(Point-per-instance localization data)
%%
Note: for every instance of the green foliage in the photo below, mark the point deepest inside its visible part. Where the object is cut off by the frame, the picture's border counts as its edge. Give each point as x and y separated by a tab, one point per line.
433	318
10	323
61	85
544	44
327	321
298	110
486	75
%%
- **TASK ITEM**: Restate every entry above exactly as it stands.

- **FINISHED TASK**:
Note: for every instance of the green foliage in the photo below, mark the point deepest inside its visible part. Where the object is cut off by the frame, the picture's border counts as its edge. Give each point as x and y separated by a tab, one point per line.
433	318
10	323
61	85
544	44
327	321
298	110
486	75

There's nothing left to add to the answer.